Supplied records section start
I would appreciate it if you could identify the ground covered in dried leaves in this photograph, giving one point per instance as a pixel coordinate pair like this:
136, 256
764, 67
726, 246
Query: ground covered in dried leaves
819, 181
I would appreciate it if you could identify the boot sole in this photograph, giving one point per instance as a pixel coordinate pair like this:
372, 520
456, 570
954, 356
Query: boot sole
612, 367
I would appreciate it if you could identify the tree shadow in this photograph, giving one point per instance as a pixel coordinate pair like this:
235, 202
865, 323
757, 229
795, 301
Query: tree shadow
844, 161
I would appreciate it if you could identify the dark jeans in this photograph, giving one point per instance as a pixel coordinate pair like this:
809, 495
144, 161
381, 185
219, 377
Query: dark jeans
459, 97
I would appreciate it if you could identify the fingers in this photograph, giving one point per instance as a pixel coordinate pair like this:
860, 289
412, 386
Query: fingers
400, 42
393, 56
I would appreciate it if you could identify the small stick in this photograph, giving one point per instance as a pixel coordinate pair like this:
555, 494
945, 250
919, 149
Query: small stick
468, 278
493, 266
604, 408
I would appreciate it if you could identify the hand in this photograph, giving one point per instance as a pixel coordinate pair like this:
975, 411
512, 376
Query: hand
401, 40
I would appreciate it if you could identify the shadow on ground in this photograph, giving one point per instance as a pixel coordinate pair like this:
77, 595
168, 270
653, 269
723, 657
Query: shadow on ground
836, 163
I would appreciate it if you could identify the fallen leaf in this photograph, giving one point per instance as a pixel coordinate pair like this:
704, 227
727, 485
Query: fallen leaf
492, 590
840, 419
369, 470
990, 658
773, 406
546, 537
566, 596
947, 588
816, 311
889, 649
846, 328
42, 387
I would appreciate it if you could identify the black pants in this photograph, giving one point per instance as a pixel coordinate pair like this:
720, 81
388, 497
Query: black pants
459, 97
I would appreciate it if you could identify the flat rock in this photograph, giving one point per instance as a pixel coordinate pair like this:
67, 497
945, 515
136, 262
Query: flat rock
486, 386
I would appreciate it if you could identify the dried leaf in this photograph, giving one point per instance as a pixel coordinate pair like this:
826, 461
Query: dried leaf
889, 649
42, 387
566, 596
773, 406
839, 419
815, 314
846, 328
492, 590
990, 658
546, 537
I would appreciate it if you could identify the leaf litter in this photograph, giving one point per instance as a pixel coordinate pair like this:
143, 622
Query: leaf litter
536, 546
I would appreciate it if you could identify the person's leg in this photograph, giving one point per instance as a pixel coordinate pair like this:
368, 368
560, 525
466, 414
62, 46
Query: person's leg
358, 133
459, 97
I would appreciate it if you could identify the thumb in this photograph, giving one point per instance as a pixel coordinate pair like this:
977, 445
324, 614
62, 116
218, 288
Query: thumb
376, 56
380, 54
Supplied records section end
Activity: Output an identical copy of every record above.

Problem solution:
I would appreciate it if you could identify the ground covered in dried leaves in this photograph, giving one point per instance as a pixel coordinate pair like this:
136, 256
764, 67
726, 246
Query: ground covered in dried leaves
819, 181
I would appreciate it if you could identify the boot sole in this photograph, giving one point per instance as a pixel coordinate pair like this:
372, 520
456, 570
954, 356
Query: boot sole
612, 367
I would appreciate it if you could identify the tree shadow in this photograph, giving one point per instance as a pixel coordinate pair like this:
235, 202
865, 323
757, 229
795, 301
Query: tree shadow
844, 161
I would appreciate it if you could identify the dark jeans in this photograph, giving one point per instance as a pixel coordinate pair like this:
809, 495
144, 161
381, 185
219, 377
Query: dark jeans
459, 97
I would appreciate it if you could identify the fingers in this photograph, giving one point per instance as a pixel coordinate pair like this:
860, 289
412, 386
Query: fingers
400, 42
393, 56
I would appreciate it if you could identify the small stick in this photograph, giving one point per instance as a pixel coordinate pair like this:
555, 494
945, 250
919, 149
Query: small stick
468, 278
493, 266
604, 408
I would appreciate it if you could identify the hand in this photograph, giving one point per instance as a pixel coordinate pair like this:
975, 411
512, 376
Query: hand
401, 40
I would appreciate it if you could identify the shadow on ground in this photograph, giving one point per instance as a pixel coordinate pair like this:
77, 595
168, 270
653, 269
723, 657
Query: shadow on ground
836, 163
I would appreciate it if you could identify the fallen leaf in this photograph, giving one point per instance as a pixel coordinate pair like this:
704, 227
727, 485
Query: fallen leaf
492, 590
840, 419
369, 470
990, 658
773, 406
546, 537
566, 596
947, 588
816, 311
889, 649
846, 328
42, 387
I would appreciate it if you could identify the black pants in this photograph, giving one point per instance as a pixel coordinate pair like this:
720, 81
388, 497
Query: black pants
459, 97
I would appreciate it if you could identify the flat rock in this photograph, giving one point per instance as a pixel coordinate pair like this:
67, 497
945, 515
136, 262
Query: flat rock
486, 386
I would appreciate it if you could identify the dried leaf in this photograph, giving one point per instance as a pixel coordinate pair like this:
826, 461
Query: dried leaf
889, 649
42, 387
566, 596
773, 406
839, 419
815, 314
846, 328
492, 590
990, 658
546, 537
I would appreciate it if you could identify the leaf litter in this photograph, giving one point per instance as a pixel coordinate pair like this:
143, 622
Query: leaf litter
536, 546
I would appreciate it if you could identify the person's leg in this photograph, giving one point per instance as a pixel coordinate pair like this:
368, 368
560, 525
466, 414
62, 46
Query: person's leg
358, 133
459, 97
I would appreciate it if you could identify the thumb in this photograph, giving one point per instance as a pixel coordinate pair like this:
977, 445
324, 614
62, 116
218, 288
Query: thumb
376, 56
380, 54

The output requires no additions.